WHAT TO DO — Reproduce the listing below, substituting "Locate" for every occurrence of "Identify" and leaving all other text unchanged.

(Excerpts from point annotation data)
· · · ·
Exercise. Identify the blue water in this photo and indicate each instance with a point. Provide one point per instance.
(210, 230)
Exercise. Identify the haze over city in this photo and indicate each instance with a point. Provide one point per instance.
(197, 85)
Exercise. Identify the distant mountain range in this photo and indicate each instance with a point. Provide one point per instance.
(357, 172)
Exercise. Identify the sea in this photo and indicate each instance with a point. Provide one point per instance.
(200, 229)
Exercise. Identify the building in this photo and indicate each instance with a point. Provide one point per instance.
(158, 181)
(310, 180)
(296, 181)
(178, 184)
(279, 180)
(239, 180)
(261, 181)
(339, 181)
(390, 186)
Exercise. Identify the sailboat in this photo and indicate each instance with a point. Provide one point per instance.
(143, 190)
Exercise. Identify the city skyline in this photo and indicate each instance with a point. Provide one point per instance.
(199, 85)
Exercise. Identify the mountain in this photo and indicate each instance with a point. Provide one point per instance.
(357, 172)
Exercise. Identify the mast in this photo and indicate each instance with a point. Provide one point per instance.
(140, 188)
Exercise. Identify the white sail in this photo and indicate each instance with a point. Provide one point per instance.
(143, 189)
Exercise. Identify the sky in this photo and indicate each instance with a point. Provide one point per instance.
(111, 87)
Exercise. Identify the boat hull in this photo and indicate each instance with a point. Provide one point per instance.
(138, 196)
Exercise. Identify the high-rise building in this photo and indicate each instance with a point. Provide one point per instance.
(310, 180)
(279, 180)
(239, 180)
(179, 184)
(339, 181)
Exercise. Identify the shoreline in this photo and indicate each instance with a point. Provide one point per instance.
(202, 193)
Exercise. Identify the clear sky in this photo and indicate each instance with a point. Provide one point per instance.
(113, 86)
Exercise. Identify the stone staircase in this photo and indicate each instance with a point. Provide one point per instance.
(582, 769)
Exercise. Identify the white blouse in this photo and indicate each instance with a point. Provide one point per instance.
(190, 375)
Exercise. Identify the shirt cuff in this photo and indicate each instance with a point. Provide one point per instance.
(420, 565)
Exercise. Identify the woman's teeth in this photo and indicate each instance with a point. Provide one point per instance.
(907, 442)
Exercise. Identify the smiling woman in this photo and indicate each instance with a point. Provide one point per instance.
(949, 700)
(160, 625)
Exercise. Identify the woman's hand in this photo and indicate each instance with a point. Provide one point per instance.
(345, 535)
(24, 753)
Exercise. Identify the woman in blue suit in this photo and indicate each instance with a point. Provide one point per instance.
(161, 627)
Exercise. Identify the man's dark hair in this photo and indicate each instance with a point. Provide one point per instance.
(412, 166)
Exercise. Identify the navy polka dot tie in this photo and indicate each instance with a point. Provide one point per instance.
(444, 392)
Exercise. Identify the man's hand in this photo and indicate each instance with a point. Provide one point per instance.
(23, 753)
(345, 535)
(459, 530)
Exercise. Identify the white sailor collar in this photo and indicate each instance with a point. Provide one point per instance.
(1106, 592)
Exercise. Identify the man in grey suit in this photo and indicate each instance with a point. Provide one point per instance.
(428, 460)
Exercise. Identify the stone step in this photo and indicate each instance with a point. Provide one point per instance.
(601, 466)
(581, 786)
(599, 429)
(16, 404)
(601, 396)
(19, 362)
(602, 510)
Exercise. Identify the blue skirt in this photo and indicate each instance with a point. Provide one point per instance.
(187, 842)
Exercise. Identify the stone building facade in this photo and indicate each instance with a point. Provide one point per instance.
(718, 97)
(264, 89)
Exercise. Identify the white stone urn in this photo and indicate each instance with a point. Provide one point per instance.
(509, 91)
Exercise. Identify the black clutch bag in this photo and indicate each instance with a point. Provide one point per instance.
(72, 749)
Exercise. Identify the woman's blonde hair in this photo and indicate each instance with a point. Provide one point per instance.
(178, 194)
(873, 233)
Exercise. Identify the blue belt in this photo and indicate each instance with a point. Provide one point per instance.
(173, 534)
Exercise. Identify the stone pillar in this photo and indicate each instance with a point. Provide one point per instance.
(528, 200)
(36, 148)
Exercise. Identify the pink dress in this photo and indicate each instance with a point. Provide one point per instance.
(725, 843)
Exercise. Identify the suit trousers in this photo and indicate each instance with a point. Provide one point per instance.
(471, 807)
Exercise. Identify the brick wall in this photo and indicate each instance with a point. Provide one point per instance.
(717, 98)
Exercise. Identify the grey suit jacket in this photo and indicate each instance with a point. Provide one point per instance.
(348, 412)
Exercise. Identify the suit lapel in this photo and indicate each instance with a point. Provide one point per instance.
· · · ·
WRITTEN RESPONSE —
Exercise. Locate the blue water in this photo and indicate each instance with a point. Provide one point per instance.
(210, 230)
Exercise. Locate the haze over city in this photo and indicate each instance with a point. Provide one point per instance.
(197, 85)
Exercise. Locate the distant mountain range in this photo and indicate each instance with a point. Provide one point per instance.
(357, 172)
Exercise. Locate the sea in this photo and indicate each instance with a point. Provide one point per instance.
(200, 229)
Exercise. Locate the building in this photo and indicate each instance with a point. Provide one point per instance.
(158, 181)
(310, 180)
(296, 181)
(178, 184)
(279, 180)
(239, 180)
(261, 181)
(339, 181)
(390, 186)
Exercise. Locate the sailboat in this photo and indicate each instance with a point. Provide one point per instance.
(143, 190)
Exercise. Locate the city skyline in this photo and indicate each instance with a point. Provide one point per instance.
(199, 85)
Exercise. Locate the mountain in this photo and indicate each instance with a point. Provide one point per instance.
(357, 172)
Exercise. Locate the mast in this photo and indicate each instance with a point. Provide one point per instance.
(140, 188)
Exercise. Locate the white sail in this photo and indicate each instance with a point. Provide one point per instance.
(143, 189)
Exercise. Locate the sky in this photo and indicate each instance with a point. Provide one point per instance.
(111, 87)
Exercise. Locate the boat hull in this photo and indicate each instance with a point. Provide one point per instance.
(138, 196)
Exercise. Locate the high-rise building in this photo and indicate each instance with a point. Provide one point per instance.
(310, 180)
(279, 180)
(239, 180)
(179, 184)
(339, 181)
Exercise. Locate the shoreline in this photo and indicate each instance with a point. Provide one point per instance.
(202, 193)
Exercise. Locate the clear sky in this photo and indicate each instance with a point. Provide one point per instance.
(113, 86)
Exercise. Locate the stone staircase in this photo and indicate each instance with a point. Provide one point per instance.
(582, 769)
Exercise. Locate the white blouse in this photo and indicate each instance with a point. Provide one point per instance.
(190, 375)
Exercise. Locate the shirt cuff in this photo and indicate each instance with a point. Provide one point per instance.
(420, 565)
Exercise. Locate the woman's teeth in this photo and indicate each instance with a point. Provide one point per instance.
(907, 442)
Exercise. Locate the smiling woman in this photo and indicate each instance with a point. Provide one point per instance.
(949, 700)
(160, 625)
Exercise. Locate the woman's hand in this photo and indicate each instance with a point. Provide one point per instance.
(345, 535)
(24, 753)
Exercise. Locate the woman in blue suit in this photo and indicate each instance with a point. Provide one point per instance.
(161, 627)
Exercise. Locate the man's dark hair in this photo and indicate each instance with a point. Provide one point per instance.
(412, 166)
Exercise. Locate the navy polka dot tie in this photo and indicate each instance with a point. Provide one point per instance.
(444, 392)
Exercise. Locate the man's hand in this photo and indicate each instance with a point. Provide one point per instance.
(23, 753)
(345, 535)
(459, 530)
Exercise. Locate the white sailor collar in this photo and indicate each instance with a point. Provide one point per instance.
(1106, 592)
Exercise. Locate the man in grey suit in this photo and indicate each instance with a point. Provide one point per instance.
(428, 460)
Exercise. Locate the stone step in this photo and indicate each instance with a point. Provide one point per instance.
(601, 466)
(581, 786)
(599, 429)
(16, 404)
(601, 396)
(19, 362)
(602, 510)
Exercise. Locate the blue skirt in this photo and indicate each instance with a point. Provide one point per instance.
(187, 842)
Exercise. Locate the stone building facade in this photo and indicate each instance with a point. Provide one point per instance.
(718, 97)
(264, 89)
Exercise. Locate the white stone urn in this photo and indicate each instance with a point. Provide one point per instance.
(509, 91)
Exercise. Locate the black clutch bag in this photo and indicate each instance with a point. Provide one point per instance.
(72, 749)
Exercise. Locate the woman's blonde hair in this photo and indicate each instance with a point. Provide one point per instance.
(178, 194)
(873, 233)
Exercise. Locate the blue belt in this photo and indicate each instance with a point. Provide one point per instance.
(173, 534)
Exercise. Locate the stone pillar in this photo and indicate each instance with a point. Provide one point per instance.
(528, 200)
(36, 148)
Exercise. Locate the pink dress in this photo and indicate each instance with a point. Provide one point per instance.
(725, 843)
Exercise. Locate the suit trousers in this photo and indicate each instance with a point. Provide one point per instance.
(471, 807)
Exercise. Locate the brick wall in this photo and indicate each instance with a point. Provide one point per instance.
(717, 98)
Exercise. Locate the grey suit jacket in this photo and indicate each instance with a point. Provide one point per instance.
(348, 412)
Exercise. Locate the suit lapel in this photo and indicate each instance with a point. Provide one point per instance.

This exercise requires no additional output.